Leave out any pictures and transcribe all other data below exactly.

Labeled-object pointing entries
◇ ◇ ◇
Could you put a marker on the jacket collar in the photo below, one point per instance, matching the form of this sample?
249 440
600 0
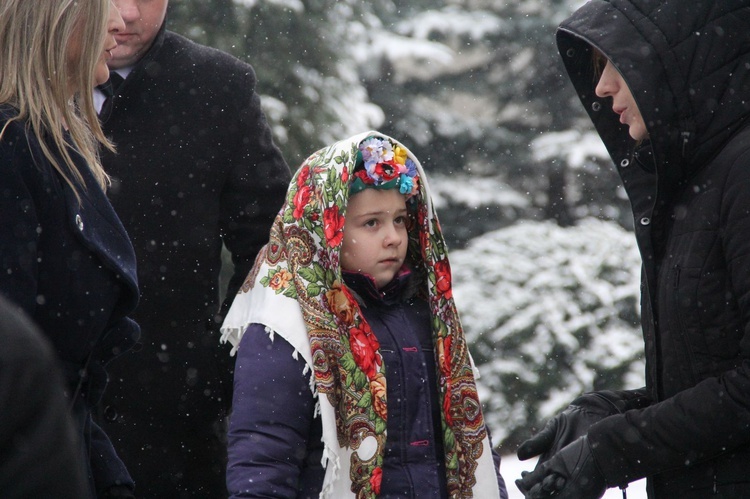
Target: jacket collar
364 289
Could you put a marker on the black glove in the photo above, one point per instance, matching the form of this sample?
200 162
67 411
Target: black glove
572 473
118 492
572 423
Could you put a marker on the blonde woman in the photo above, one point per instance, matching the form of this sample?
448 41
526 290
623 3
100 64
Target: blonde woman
66 259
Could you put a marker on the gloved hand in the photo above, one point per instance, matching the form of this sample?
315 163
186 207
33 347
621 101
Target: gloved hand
571 423
571 473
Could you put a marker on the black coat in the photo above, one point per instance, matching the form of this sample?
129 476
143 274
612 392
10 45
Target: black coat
40 453
71 268
196 167
688 66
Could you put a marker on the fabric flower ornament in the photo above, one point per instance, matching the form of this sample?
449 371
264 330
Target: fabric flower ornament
382 165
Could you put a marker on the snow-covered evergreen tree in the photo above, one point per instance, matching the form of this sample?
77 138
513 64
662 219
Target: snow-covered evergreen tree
550 312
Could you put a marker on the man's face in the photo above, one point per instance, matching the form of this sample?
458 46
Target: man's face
143 18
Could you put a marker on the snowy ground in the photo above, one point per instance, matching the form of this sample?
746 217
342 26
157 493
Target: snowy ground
511 469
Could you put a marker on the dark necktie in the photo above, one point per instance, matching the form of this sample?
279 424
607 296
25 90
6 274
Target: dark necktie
108 89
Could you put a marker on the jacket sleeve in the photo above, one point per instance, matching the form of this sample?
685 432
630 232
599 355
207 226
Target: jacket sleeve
271 419
254 191
713 416
107 468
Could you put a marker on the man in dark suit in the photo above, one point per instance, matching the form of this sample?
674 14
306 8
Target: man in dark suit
196 167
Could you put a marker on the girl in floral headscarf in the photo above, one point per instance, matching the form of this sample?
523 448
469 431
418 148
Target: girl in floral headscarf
353 377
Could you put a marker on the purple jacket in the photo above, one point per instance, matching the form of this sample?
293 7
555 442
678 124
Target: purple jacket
275 446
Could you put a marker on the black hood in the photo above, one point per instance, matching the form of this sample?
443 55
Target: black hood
687 63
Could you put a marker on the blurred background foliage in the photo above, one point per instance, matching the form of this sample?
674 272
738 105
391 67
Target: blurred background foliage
475 88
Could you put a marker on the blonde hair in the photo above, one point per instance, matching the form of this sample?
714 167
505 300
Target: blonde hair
36 77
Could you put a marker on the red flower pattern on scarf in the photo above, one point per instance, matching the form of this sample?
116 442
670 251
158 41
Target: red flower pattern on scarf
333 225
443 279
301 199
364 346
376 479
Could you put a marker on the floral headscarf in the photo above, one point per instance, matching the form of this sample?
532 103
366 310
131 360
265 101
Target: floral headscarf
296 289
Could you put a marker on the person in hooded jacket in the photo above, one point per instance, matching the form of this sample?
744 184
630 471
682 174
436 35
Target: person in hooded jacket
667 86
353 377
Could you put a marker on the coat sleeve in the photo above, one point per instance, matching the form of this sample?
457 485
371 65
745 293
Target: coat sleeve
254 191
19 225
713 416
271 418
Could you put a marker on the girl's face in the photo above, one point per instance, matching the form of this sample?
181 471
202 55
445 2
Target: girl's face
375 236
611 84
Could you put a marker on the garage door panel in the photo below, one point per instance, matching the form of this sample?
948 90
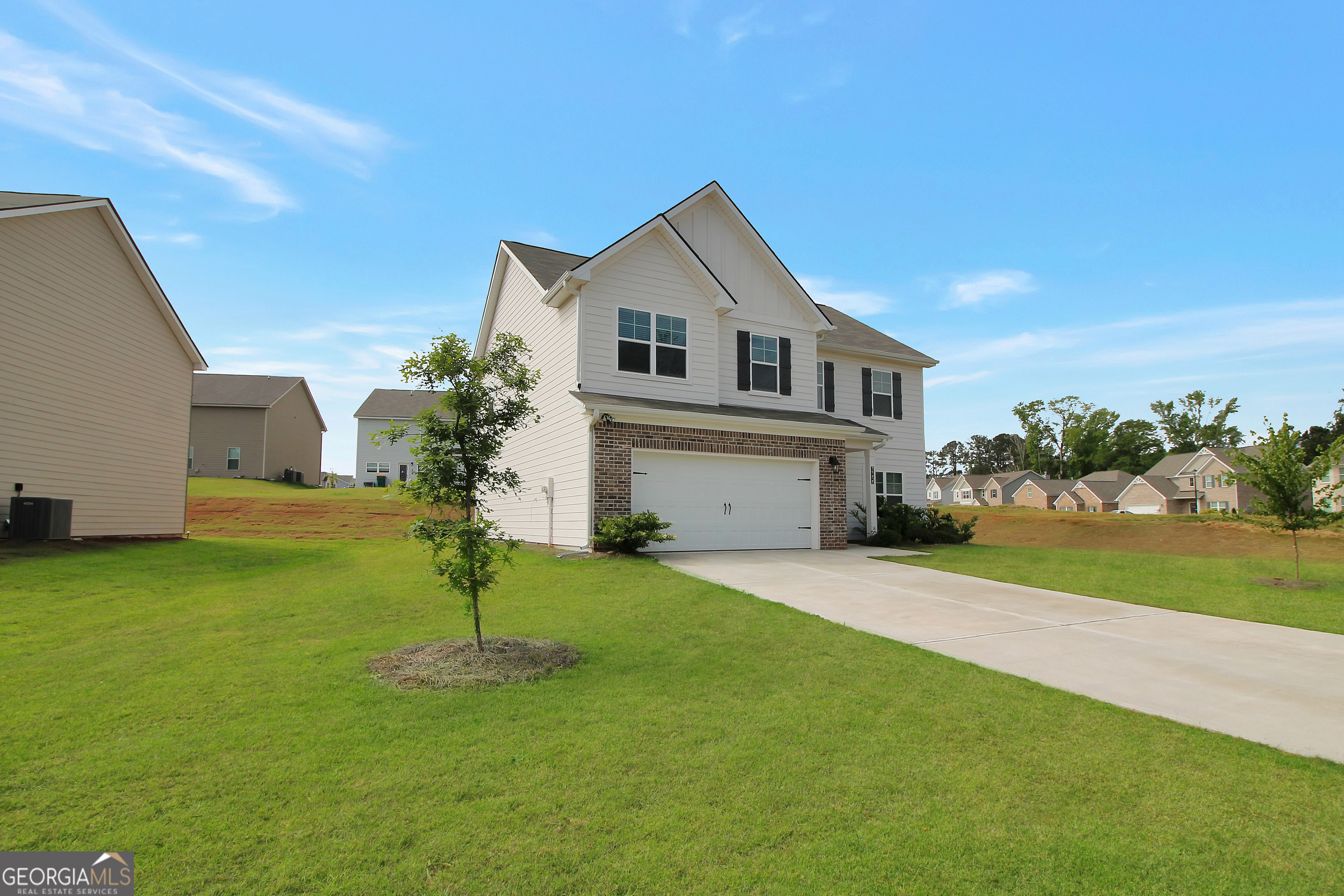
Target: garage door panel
725 503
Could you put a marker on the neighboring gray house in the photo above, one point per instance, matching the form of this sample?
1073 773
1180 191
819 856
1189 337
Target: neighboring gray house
255 427
377 465
94 370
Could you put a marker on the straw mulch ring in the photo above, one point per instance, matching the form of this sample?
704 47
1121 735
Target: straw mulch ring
456 663
1288 585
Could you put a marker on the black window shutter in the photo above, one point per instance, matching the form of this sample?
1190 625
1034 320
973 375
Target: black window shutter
744 360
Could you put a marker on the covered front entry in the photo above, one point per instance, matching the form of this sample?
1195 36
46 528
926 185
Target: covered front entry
728 503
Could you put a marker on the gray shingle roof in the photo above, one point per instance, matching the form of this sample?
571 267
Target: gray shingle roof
546 265
30 201
240 390
858 336
397 403
722 410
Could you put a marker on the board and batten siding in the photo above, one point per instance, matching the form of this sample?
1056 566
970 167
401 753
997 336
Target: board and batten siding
97 388
734 260
294 437
558 445
647 277
214 430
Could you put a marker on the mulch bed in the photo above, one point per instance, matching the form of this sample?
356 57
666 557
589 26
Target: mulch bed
443 665
1288 585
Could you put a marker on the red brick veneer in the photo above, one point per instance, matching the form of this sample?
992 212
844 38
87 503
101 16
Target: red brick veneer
613 442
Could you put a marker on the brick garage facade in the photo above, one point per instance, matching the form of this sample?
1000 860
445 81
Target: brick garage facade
613 444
◇ ◇ ◇
[EXERCISE RESPONSE]
Could you put a marker on the jacket collar in the photo below, one point per instance, matching the form of this sample?
249 440
600 0
Target: jacket collar
364 289
Could you put a marker on the black glove in the photo above, one point per instance, matching the form of this sample?
200 162
67 411
Target: black glove
572 473
118 492
572 423
Could you put a marker on the blonde woman in the photo above, one point per instance, matching the form of this sample?
448 41
526 290
623 3
100 64
Target: blonde woman
66 259
Could you put a marker on the gloved hand in the photo above, one point per instance, matching the form of this sample?
315 163
186 207
33 347
621 101
Target: gloved hand
571 423
571 473
Could you put a marker on the black coat in the photo above, one point per instance, matching the form of this sample?
129 476
143 274
612 392
10 45
Target: black coat
40 453
71 268
196 167
688 66
Could you put a marker on the fabric flower ornament in the photo above, one point per instance, matching the form of this sample?
449 371
264 330
Target: fabric flower ornament
382 165
Could you put a marker on the snow-covered evergreen tree in the photo above, one point per instance, matching the form of this sample?
77 138
513 64
662 219
Target: snow-covered evergreen tree
550 312
Could you put a marker on the man's face in the photo above, one point per instance, matching the form of this sample?
458 46
Target: man's face
143 18
Could you put a marker on the snowy ground in the photo above, one point per instance, matching the form of this sample?
746 217
342 26
157 493
Target: snowy ground
511 469
Could you put a marker on the dark necktie in the photo above, one point per instance, matching the form of this sample?
279 424
607 296
25 90
6 274
Target: dark necktie
108 89
Could you put a marker on the jacket sleeve in the photo above, one point per instance, matching the form of this sample?
685 432
630 232
599 355
207 226
Target: jacket sleeve
271 419
254 191
713 416
107 468
Could you put a marker on the man in dark suit in the photo above, one point per instance, matching the form of this sample?
674 14
306 8
Target: man in dark suit
196 167
Could you put a marker on the girl in floral headscarf in the photo above, one point per instance, matching the form of this sample?
523 448
469 431
418 148
Target: girl in floral headscarf
353 377
Could you put a marker on the purple jacket in the photo above, one point per instance, matching the form of this sample?
293 7
555 442
678 124
Target: purple jacket
275 446
Could you put a marker on the black hood in the photo above, one point per instance, matching the form of this sample?
443 55
Target: black hood
687 63
Could you put a marker on the blurred background foliage in the photo above, one point per instance, matching the form of this sample?
674 272
738 105
391 67
Target: blurred background foliage
475 88
Could you put a marker on the blonde hair in the photo above, one point per instance, matching the form of this sample?
714 167
505 300
Target: blonde hair
36 77
Could you put a marker on the red flower pattern on scarf in the photo above, one point per instance, matching the form of this sample?
116 442
670 251
158 41
Target: red flower pattern on scarf
333 225
443 279
301 199
364 346
376 479
Could you put a marker on the floral headscarf in the photo above, one point per instance, matching the form of this sample?
532 103
366 310
131 360
265 101
Target: floral headscarf
296 289
Could you put a marker on the person in hooded jacket in the photo above, one point per instance, matching the form of this sample?
744 184
630 471
682 174
436 35
Target: person in hooded jacket
667 86
353 377
Could you put a marker on the coat sleeve in the photo above, one point per instance, matching the form of this sample?
457 485
371 65
745 293
Target: coat sleeve
254 191
19 225
713 416
271 418
Could you put a marker on the girl's face in the photo above, one point per instance, matching the form of this sample?
181 471
202 55
445 2
Target: girl's face
375 236
611 84
Could you put a marker on the garage door panel in the photo below, one point per instance, matching the form of this sample?
948 90
Target: garage door panel
725 503
Could you put a marker on the neighboring gray house in the photo above, one point per instance, matching the form of this sample?
1073 773
1180 191
819 856
1189 337
Target: neighboring gray house
255 427
377 465
94 370
Could you put a marker on the straw mulch ring in the photo above, one point per instance, matching the form of this sample?
704 47
1121 735
Target: straw mulch ring
456 663
1288 585
Could you put a marker on the black window shutter in the photo above, one point per instance, matching the form of this sample?
1190 625
1034 320
973 375
Target: black window shutter
744 360
Could you put a marker on the covered front entry in the photo above, one point per instance, matching the form of this sample?
1195 36
46 528
926 185
Target: covered front entry
728 503
Could you put a marker on the gray shingle roof in the photo above, one point per instance, matching the form of this sample?
571 267
Target: gray shingle roof
546 265
30 201
240 390
858 336
397 403
722 410
Could you put a marker on the board and batten siding in the photo above, one point per instance, matching the form of this sample?
1056 566
970 167
401 753
997 336
Target: board and batten siding
97 388
734 260
294 437
558 445
647 277
214 430
Could you put a marker on the mulch bed in the photo above, one point per instance, matching the form of this sample?
356 57
666 557
589 26
Target: mulch bed
443 665
1288 585
Could you put a marker on the red brick veneer in the photo above, one point per instance, matching the form of this sample?
992 212
844 38
87 503
101 16
Target: red brick veneer
613 442
Could you put a marker on the brick garage facade in the photo above, one point per instance, matching the form of this sample?
1000 860
445 81
Target: brick garage facade
613 444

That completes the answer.